* What is asked:
Could you carry on the passage about the floating vegetable garden, picking up right after its last sentence?

* Supplied passage:

LE POTAGER EMBARQUÉ

Florent Morisseau, paysagiste

The work

Until the landscape designer Florent Morisseau took it on, this plot was no more than a mass of overgrowth, a dense proliferation of rampant, unruly vegetation. It was on this muddle of brambles and willows that the gardener based the construction of his project “potager embarqué”: the staging of the gradual transformation of a wooded plot into vegetable beds… floating ones! He gradually intertwined the overgrowth, creating braids of plants, then a framework of squares colonised by a host of different vegetables. As it nears the canals, the on-land maze transfers its labyrinth to the water:  by tradition stranded on the bank, the leeks and pumpkin patches are here placed into floating crates. They float on the water until their last stage: the boat. A shimmer of colours and scents, these vegetables grow in a raft and only leave to be made into soup or ratatouille.  This concept illustrates the desire to re-associate local production and consumption: in the heart of the Hortillonnages, this marriage is based on mobility.  It’s only one step, one canal, from marshland to plate… and even less if it floats!

* Data rows:
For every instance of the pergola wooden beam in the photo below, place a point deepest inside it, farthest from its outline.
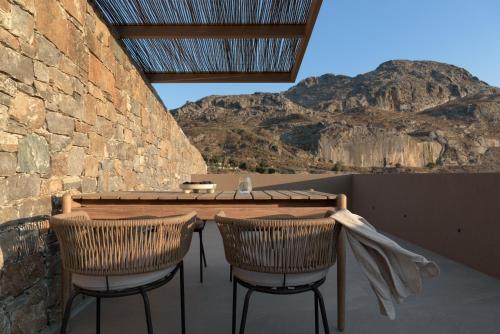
(222, 31)
(219, 77)
(311, 21)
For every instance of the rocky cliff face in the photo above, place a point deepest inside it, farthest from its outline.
(415, 114)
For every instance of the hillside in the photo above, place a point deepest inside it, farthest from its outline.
(416, 115)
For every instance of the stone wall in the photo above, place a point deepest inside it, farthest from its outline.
(75, 115)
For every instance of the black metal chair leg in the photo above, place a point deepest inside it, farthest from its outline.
(183, 311)
(202, 247)
(201, 256)
(67, 312)
(98, 315)
(316, 319)
(245, 311)
(323, 311)
(148, 311)
(235, 288)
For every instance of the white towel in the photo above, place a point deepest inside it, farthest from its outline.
(394, 272)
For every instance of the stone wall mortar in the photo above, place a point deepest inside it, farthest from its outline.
(75, 116)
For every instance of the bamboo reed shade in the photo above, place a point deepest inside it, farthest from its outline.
(214, 40)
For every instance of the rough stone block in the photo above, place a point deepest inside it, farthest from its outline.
(17, 65)
(21, 275)
(89, 184)
(97, 145)
(33, 155)
(47, 52)
(59, 164)
(60, 124)
(81, 139)
(91, 166)
(58, 143)
(70, 105)
(72, 182)
(51, 22)
(76, 158)
(28, 110)
(22, 24)
(29, 315)
(33, 207)
(21, 186)
(51, 186)
(8, 163)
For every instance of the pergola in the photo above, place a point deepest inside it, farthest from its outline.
(214, 40)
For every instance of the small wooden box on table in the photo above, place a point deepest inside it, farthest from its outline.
(117, 205)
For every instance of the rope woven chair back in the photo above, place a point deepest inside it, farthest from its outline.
(279, 245)
(119, 247)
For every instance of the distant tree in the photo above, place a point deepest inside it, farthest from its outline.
(338, 167)
(243, 166)
(260, 170)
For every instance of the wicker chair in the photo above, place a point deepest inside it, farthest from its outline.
(279, 255)
(116, 258)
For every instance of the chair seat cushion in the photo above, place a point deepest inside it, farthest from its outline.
(278, 280)
(98, 283)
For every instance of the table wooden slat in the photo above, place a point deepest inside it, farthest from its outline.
(130, 196)
(293, 195)
(260, 195)
(208, 196)
(183, 196)
(240, 196)
(226, 195)
(327, 195)
(149, 196)
(310, 194)
(275, 195)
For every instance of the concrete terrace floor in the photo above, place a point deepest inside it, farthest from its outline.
(461, 300)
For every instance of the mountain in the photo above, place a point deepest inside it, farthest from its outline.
(414, 115)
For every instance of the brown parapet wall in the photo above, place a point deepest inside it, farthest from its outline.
(321, 182)
(455, 215)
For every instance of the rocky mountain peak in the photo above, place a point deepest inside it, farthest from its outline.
(371, 120)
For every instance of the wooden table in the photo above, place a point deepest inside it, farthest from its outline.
(116, 205)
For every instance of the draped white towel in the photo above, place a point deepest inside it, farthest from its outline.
(393, 272)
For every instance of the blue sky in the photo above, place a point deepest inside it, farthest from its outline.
(355, 36)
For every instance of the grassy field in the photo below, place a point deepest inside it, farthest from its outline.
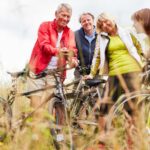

* Response:
The artist

Born in 1979, Florent Morisseau describes himself as an engineer-landscape designer and is a graduate of the Ecole nationale supérieure de la nature et du paysage de Blois.  In 2012, his “potager embarqué”, which had been maintained for four years on this plot, was awarded the first prize in the French National Vegetable Garden Competition, organised by the French Horticultural Society. Recognition for a powerful concept, which reinstates the food-producing vocation of the Hortillonnages.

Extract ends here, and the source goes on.